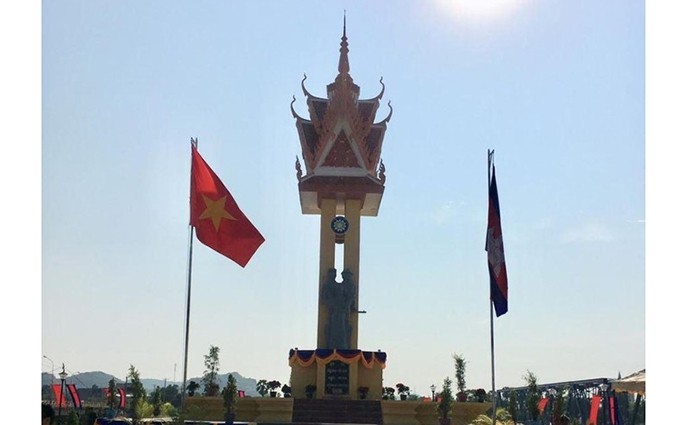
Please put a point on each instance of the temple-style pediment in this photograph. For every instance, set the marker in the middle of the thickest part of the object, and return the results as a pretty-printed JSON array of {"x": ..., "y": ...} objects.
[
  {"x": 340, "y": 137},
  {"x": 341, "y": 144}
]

——

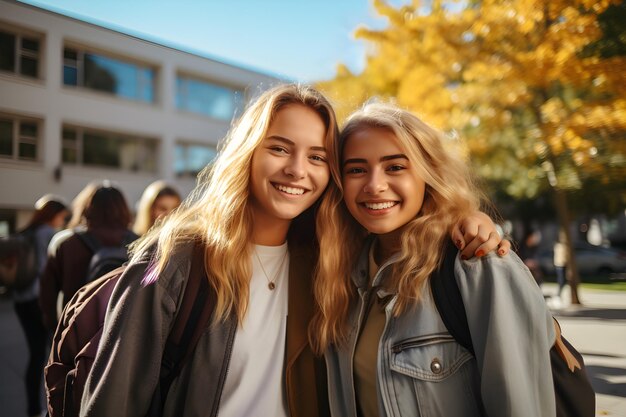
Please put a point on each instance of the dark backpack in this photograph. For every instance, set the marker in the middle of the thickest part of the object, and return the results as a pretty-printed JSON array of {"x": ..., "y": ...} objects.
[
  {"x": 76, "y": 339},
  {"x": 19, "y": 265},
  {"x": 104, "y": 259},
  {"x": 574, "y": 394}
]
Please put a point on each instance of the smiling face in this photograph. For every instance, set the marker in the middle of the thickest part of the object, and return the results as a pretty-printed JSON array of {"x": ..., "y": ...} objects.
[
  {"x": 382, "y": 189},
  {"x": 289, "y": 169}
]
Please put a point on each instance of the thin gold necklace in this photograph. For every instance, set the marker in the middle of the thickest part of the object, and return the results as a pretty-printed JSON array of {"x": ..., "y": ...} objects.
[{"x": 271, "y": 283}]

——

**Work instructions**
Work out how many lines in the items above contain the word "thin", and reply with that number alone.

**Solution for this exercise**
1